▶ Problem to solve
In the entries that follow, which lines hold the string "hand"? List them.

▶ Point-per-instance localization data
::::::

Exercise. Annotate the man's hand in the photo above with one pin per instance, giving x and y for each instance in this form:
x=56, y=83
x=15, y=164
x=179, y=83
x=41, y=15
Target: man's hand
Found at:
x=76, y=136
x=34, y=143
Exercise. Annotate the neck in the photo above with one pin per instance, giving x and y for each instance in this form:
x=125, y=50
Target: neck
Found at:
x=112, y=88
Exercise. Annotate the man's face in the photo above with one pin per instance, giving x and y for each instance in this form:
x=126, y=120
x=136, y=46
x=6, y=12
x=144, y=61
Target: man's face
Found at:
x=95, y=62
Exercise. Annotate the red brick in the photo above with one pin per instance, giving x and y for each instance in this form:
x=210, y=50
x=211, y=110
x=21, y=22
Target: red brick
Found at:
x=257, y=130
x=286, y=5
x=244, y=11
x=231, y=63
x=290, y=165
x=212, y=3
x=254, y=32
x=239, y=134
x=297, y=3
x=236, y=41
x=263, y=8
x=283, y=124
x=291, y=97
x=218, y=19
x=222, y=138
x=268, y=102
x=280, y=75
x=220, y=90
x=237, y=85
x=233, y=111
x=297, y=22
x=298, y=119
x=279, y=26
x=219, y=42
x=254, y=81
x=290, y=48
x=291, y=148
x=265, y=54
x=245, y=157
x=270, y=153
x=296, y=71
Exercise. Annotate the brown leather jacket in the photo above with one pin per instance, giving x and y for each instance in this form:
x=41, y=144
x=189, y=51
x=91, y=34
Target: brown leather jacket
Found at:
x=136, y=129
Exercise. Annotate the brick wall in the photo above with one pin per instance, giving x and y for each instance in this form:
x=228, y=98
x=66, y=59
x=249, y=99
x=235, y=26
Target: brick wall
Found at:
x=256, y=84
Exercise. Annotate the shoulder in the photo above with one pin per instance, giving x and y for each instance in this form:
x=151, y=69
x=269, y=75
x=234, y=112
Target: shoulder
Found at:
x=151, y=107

::::::

▶ Exercise solution
Exercise. Annotate the man's hand in the photo above with one pin per instance, giving x and y for each instance in this form:
Target: man's hand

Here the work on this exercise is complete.